§ **Extract to read**:
CANACEI, Italy (AP) — Rescuers found body parts and equipment as they searched Tuesday for hikers missing after a powerful avalanche killed at least seven people and was blamed in large part on rising temperatures that are melting glaciers.

Authorities initially feared 13 tourists were still missing, but the province of Trento on Tuesday reduced the number of people missing to five after eight others registered with authorities.

Rain hampered the search on Monday, but sunny weather on Tuesday allowed helicopters to bring more rescue teams to the site on the Marmolada glacier, east of Bolzano in the Dolomites mountains, although hopes of finding anyone alive were dimmed.

A huge chunk of the glacier broke off on Sunday, triggering an avalanche that sent torrents of ice, rock and debris hurtling down the mountainside to unsuspecting hikers below. At least seven people were killed, officials said.

“We have to be clear, finding someone alive in this type of event is a very remote possibility, very remote, because the mechanical action of this type of avalanche has a very high impact on people,” said Alex Baratin of the Alpine Rescue Service.

Nicola Casali, a geologist and avalanche expert at the University of Florence, said the impact of the glacier’s collapse on the tourists was greater than a simple snow avalanche and would have taken them completely by surprise.

“These types of events, which are ice and debris avalanches, are impulsive, fast, unpredictable phenomena, reaching very high speeds and involving large masses,” he said. “And there’s no chance to get to a safe place or perceive the problem beforehand, because by the time you feel it, you’ve already been hit.”

§ **Directives**:
A. Summarize the avalanche report in two sentences.
B. Carry on the avalanche report from the point where it stops.
The rows after this report aren't needed for any of the work here.

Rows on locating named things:
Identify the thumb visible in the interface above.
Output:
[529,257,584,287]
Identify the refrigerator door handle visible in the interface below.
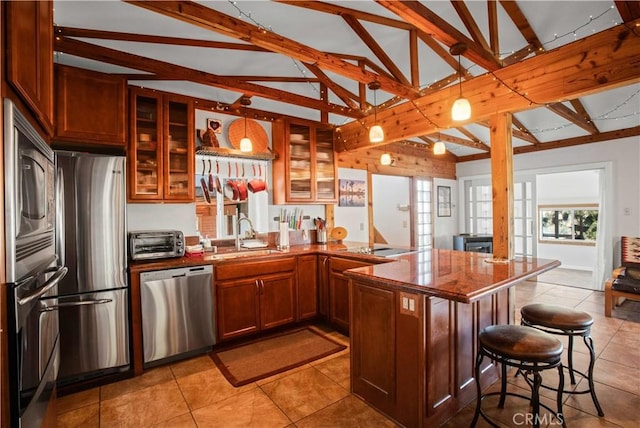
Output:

§ **Answers in order**:
A. A huge chunk of the Marmolada glacier in the Dolomites broke off on Sunday, setting off an avalanche that killed at least seven people. On Tuesday rescuers searching for five missing hikers found body parts and equipment, and experts said survival was very unlikely because fast, unpredictable ice and debris avalanches strike with very high impact.

B.
Associated Press photos taken during a helicopter survey of the site show a gaping hole in the glacier, as if carved out of the blue-gray ice by a giant ice cream scoop.

The terrain was still so unstable that rescue teams stood by and used drones to try to find survivors or signs of life while helicopters searched overhead, some using equipment to detect cellular pings. Two rescuers remained on the scene overnight and were joined by more rescuers on Tuesday morning.

Maurizio Delantonio, national president of the Alpine Rescue Service, said crews found body parts, hiking equipment and clothing on the surface of the debris, evidence of the avalanche’s powerful impact on hikers.

“We have recovered so many fragments in the last two days. They are very painful to those who take them. and then for those who have to analyze them,” he said. “Personally, I can only think that what we found on the surface will be the same as what we will find below when the ice melts or by mining if there is a chance.”

Officials have closed all access routes and chairlifts to the glacier to tourists, fearing continued instability and the possibility of more chunks of ice breaking off.

Prime Minister Mario Draghi, who visited the Cannacei rescue base on Monday, admitted that avalanches were unpredictable but that the tragedy “certainly depends on the deterioration of the climate situation”.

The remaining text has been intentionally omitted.